- **Source extract**:
# investing in Uk shares



## pajmcder (18 Nov 2012)

hi
i am planning to invest in a number of UK Blue Chip Shares that have the prospect of delivering good returns in the coming years and that pay good
dividends , i plan to hold these shares for the long term 10-20 years and to reinvest the Dividends , all going well.

However i am unsure about the exchange rate, if i buy uk shares now with an online broker am i at a disadvantage with the current exchange rate between the euro and sterling ? Do i lose up to 20% of my investment at the start because of this difference.


----------



## Jim2007 (18 Nov 2012)

Well not unless the exchange rate changes dramatically on the date you make the purchase, no.  But that said, if you invest in shares traded in a foreign currency, then the overall performance of your investment will be impacted by prevailing exchange rates.  And of course, if the company itself is a major international player then it's performance will also be impacted by the exchange rates.

The other thing to think about is the dividend income, will it be paid into a Sterling account or a Euro account?  As this will also be impacted by exchange rates and commissions if paid into a Euro account...

Why invest in Sterling at all?


----------



## Duke of Marmalade (18 Nov 2012)

The exchange rate is almost irrelevant. Consider a Blue Chip share which is trading in London at £1. It is probably also trading in Paris at €1.25, in New York at $1.6, in Tokyo at Y130. This does not mean that it is cheapest in London and 130 times dearer in Tokyo.

However, exchange of currency does involve charges, maybe as high as 1%. If you are trading in a reasonable quantity, say, £50k make sure you ask your bank for best rate, maybe even shop around.


----------



## Marc (18 Nov 2012)

Two very important considerations here are of course diversification. The recent history of BP and the Banks should confirm that there is no such thing as "blue chip"

- **What needs to be done**: Transcribe word for word the passage of the thread on investing in UK shares that begins with the words containing "## Duke of Marmalade" and ends with "even shop around.".

- **Raw data**:
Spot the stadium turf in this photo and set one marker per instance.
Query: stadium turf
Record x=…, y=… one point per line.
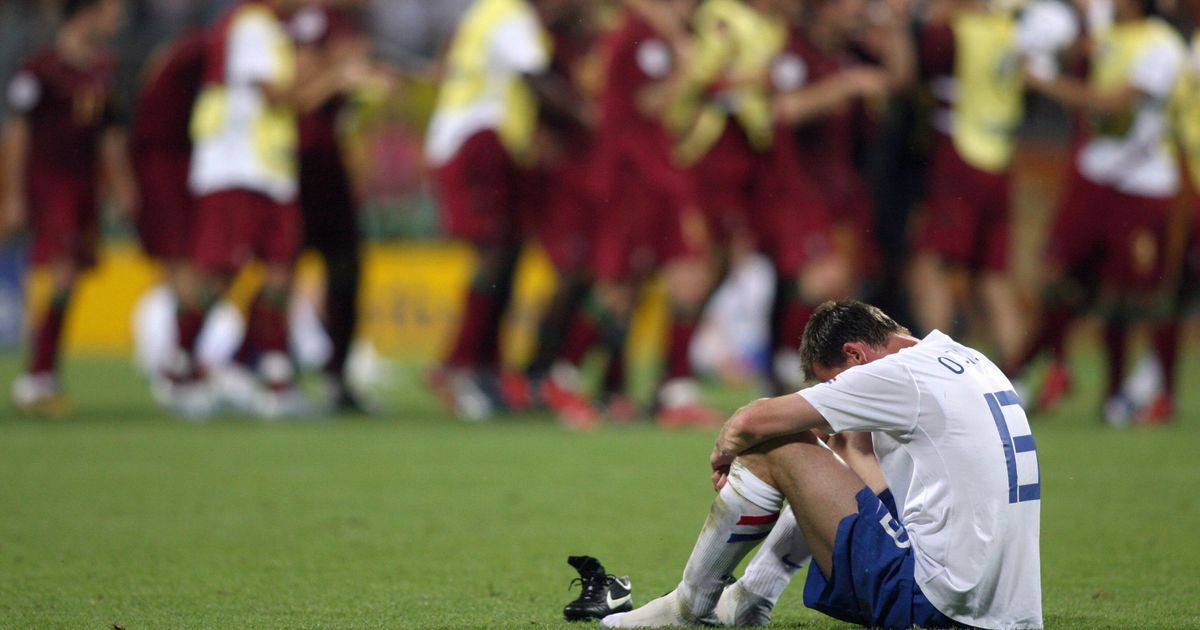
x=123, y=517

- **Solution to the exercise**:
## Duke of Marmalade (18 Nov 2012)

The exchange rate is almost irrelevant. Consider a Blue Chip share which is trading in London at £1. It is probably also trading in Paris at €1.25, in New York at $1.6, in Tokyo at Y130. This does not mean that it is cheapest in London and 130 times dearer in Tokyo.

However, exchange of currency does involve charges, maybe as high as 1%. If you are trading in a reasonable quantity, say, £50k make sure you ask your bank for best rate, maybe even shop around.